Copy the material word for word from its first line through the line that contains "158 244 L 160", including both of those lines.

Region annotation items
---

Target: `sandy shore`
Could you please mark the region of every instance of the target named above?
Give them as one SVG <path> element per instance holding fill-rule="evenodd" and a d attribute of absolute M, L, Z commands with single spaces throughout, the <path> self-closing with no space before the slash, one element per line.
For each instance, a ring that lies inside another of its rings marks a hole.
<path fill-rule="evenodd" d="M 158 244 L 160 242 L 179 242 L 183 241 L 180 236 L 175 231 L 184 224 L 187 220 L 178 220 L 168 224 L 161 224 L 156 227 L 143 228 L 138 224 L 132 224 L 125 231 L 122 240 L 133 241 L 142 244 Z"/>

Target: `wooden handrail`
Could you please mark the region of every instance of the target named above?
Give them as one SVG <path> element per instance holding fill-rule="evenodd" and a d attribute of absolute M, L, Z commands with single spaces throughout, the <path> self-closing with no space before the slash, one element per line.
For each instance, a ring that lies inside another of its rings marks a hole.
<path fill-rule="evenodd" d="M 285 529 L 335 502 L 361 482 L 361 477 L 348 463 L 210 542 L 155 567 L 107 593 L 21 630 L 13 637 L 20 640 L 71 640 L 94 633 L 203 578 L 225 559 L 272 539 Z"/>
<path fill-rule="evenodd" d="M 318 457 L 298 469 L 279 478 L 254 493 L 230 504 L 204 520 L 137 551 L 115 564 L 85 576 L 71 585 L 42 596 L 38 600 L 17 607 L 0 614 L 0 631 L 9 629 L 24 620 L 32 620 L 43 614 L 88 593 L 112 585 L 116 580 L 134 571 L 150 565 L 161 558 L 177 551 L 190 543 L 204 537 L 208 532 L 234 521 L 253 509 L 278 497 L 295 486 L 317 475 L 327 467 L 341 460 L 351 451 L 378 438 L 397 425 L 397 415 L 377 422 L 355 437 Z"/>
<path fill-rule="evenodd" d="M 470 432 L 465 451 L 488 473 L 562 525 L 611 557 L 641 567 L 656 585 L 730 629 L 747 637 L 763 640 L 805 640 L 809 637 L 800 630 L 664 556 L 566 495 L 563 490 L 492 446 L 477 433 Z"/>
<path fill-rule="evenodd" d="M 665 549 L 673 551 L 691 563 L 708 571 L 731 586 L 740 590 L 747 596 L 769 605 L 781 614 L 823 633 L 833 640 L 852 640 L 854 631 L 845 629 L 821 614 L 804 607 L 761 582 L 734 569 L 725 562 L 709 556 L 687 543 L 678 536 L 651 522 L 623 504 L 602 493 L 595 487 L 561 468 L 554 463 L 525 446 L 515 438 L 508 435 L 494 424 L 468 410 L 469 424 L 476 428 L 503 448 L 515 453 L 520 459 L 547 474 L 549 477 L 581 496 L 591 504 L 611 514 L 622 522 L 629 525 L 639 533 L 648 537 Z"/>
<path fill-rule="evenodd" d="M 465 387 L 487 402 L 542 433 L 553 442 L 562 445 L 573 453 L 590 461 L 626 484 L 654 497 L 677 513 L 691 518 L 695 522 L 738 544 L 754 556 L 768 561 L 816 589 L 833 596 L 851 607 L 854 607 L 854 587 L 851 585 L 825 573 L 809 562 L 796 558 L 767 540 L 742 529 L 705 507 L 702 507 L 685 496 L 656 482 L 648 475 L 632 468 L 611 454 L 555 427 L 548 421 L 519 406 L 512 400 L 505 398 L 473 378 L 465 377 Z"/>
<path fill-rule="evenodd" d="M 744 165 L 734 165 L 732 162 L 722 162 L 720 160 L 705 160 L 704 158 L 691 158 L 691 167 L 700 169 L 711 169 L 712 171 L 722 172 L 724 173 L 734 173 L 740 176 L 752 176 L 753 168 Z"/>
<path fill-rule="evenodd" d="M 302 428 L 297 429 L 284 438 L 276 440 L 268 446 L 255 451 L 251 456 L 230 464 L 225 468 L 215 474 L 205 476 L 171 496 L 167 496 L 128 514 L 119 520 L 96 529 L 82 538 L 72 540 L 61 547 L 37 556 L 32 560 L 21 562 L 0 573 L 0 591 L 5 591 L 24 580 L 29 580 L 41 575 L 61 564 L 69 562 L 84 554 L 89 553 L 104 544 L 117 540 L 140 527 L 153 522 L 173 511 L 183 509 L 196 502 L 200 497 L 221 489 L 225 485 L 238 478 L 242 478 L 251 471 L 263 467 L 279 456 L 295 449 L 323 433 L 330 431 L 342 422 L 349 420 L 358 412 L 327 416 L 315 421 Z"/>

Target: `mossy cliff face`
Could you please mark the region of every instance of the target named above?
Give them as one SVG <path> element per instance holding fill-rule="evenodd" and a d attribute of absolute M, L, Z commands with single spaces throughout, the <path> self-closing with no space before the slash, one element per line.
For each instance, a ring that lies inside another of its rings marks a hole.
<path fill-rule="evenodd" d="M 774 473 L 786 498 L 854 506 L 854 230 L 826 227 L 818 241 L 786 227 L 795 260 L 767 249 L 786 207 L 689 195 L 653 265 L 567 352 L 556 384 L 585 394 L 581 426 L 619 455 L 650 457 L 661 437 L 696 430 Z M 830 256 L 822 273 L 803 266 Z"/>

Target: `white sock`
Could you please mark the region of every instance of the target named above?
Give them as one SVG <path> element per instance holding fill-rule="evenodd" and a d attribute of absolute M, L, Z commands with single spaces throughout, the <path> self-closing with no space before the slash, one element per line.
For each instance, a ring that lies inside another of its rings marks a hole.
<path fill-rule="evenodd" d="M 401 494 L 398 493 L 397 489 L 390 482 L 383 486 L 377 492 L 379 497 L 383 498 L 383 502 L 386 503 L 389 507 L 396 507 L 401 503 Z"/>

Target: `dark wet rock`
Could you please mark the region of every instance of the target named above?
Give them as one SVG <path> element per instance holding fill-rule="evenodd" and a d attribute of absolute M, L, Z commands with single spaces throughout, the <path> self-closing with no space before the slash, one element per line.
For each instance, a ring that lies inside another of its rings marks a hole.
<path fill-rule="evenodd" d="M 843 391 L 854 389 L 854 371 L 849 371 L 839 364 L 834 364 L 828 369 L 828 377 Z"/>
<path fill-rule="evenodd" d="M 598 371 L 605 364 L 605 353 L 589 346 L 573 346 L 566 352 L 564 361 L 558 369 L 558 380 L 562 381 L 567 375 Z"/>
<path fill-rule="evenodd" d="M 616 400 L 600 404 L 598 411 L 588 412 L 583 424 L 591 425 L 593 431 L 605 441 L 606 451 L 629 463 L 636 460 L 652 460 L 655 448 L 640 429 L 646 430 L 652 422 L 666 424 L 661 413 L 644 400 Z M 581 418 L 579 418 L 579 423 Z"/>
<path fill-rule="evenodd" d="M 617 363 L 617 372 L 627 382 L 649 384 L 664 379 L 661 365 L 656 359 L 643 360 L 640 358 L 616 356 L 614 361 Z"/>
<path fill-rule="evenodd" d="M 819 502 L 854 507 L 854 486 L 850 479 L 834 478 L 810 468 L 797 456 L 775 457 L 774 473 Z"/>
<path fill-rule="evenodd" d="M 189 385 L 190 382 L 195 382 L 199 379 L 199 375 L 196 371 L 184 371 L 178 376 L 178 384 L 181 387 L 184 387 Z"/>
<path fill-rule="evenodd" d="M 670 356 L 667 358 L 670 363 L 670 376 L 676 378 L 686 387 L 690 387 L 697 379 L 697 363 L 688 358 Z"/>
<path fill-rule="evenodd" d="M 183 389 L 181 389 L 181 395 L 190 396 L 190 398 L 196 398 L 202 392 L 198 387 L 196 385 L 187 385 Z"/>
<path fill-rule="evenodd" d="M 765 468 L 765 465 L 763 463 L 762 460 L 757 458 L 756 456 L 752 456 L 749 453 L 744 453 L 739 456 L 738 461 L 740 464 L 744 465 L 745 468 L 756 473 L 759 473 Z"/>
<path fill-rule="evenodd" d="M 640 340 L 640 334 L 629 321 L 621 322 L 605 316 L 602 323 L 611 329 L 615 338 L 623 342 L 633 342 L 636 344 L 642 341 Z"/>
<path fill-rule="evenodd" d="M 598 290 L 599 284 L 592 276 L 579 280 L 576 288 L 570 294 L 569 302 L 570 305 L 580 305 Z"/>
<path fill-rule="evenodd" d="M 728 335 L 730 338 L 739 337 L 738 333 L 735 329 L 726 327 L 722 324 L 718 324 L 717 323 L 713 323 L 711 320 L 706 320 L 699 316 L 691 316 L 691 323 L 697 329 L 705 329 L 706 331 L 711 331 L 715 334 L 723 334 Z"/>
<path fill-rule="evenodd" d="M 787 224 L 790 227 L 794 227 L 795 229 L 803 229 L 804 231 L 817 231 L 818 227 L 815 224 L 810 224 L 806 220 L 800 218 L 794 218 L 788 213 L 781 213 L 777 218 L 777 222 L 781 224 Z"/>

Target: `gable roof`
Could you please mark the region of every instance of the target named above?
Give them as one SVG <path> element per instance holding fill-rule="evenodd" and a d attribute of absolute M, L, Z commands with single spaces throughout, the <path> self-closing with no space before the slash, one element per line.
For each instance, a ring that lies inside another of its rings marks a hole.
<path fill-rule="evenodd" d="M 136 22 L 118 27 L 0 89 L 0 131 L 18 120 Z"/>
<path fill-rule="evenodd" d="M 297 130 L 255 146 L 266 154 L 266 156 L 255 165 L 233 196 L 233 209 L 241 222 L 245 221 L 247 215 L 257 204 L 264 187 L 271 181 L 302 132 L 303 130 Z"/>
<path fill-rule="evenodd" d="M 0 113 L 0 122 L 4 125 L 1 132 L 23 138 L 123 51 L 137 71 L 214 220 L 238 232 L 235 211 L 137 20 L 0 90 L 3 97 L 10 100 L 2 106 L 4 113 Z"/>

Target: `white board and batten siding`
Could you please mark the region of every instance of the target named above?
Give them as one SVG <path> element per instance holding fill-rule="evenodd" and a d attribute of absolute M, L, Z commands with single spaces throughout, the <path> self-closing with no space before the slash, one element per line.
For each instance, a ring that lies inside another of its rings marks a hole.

---

**COMPLETE RESPONSE:**
Target: `sandy shore`
Could you please mark the region of every instance of the target named above?
Give them as one SVG <path> element per instance holding fill-rule="evenodd" and a d attribute of absolute M, L, Z commands with single spaces throughout, the <path> self-closing with no space before the slash, one element per line.
For each instance, a ring that lies inside another of its rings marks a hole.
<path fill-rule="evenodd" d="M 158 244 L 160 242 L 179 242 L 183 241 L 180 236 L 175 231 L 184 224 L 187 220 L 178 220 L 168 224 L 161 224 L 156 227 L 143 228 L 138 224 L 132 224 L 125 231 L 122 240 L 133 241 L 142 244 Z"/>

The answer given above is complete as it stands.